Document extract:

It's been over eight months now since the moment our lives underwent some major changes, both immediate and long-term.
Having kept a journal every day for the last two decades has meant I've developed a habit of reflecting deeply on my life and that of my little family.
Also, as an artist, I've found visual and artistic forms of reflection as important ways of expressing and processing my thoughts. In the early weeks of Ned's diagnosis I found myself sketching out images of Ned battling a dragon.
I saw the dragon as representative of the cancer that has attacked his body. I drew a sword and helmet as the chemotherapy, arming my young warrior against the red dragon.
But naturally, as a sculptor, my artistic reflections turned to more three dimensional manifestations. My gnarled reptilian beasts became a steel wire frame creature with plow shears as claws and other steel objects breaking up the lines that suggested his form like a 3D drawing. The creature was powder coated red, connecting it symbolically to the blood cancer of my son.
I chose to not depict Ned in this, but rather carved a stone clenched fist, through which I ran a rope noose that went around the neck of the dragon.
This part of the sculpture represents something that has run deep beneath all our ups and downs, even when the present and the future looked bleak, and without the dreams we'd so deeply longed for.
This hand is the hand of God - ultimately He is in charge and knows the plans and purposes for our lives. He is holding back the red dragon.
This constant, this foundation, is what helps us keep going, because it isn't easy, especially with the depressing cocktail of lost socialisation with other kids and families, the tattered dreams of overseas work and travel, and the long road ahead!

Supplied entries:
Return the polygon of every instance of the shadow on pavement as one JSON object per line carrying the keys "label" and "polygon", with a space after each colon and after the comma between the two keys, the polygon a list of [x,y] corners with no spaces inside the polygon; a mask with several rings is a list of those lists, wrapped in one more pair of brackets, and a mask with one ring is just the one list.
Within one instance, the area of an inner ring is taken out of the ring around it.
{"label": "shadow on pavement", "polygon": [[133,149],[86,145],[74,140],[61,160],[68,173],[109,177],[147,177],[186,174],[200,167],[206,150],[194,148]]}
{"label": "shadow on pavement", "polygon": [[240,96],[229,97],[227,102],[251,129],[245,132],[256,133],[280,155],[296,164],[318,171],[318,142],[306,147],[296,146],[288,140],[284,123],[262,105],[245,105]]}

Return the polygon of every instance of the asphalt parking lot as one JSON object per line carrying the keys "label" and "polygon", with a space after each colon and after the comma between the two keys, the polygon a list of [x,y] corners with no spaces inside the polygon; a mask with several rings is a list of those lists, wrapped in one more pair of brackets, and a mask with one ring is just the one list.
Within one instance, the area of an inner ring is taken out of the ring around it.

Complete the following:
[1] Transcribe the stretch of the piece about the dragon sculpture from "This part of" through "deeply longed for.".
[2] Translate this sentence from the piece about the dragon sculpture into Spanish: "I saw the dragon as representative of the cancer that has attacked his body."
The items are separate material, unrelated to the piece about the dragon sculpture.

Task-by-task solutions:
[1]
This part of the sculpture represents something that has run deep beneath all our ups and downs, even when the present and the future looked bleak, and without the dreams we'd so deeply longed for.

[2] Veía al dragón como representación del cáncer que ha atacado su cuerpo.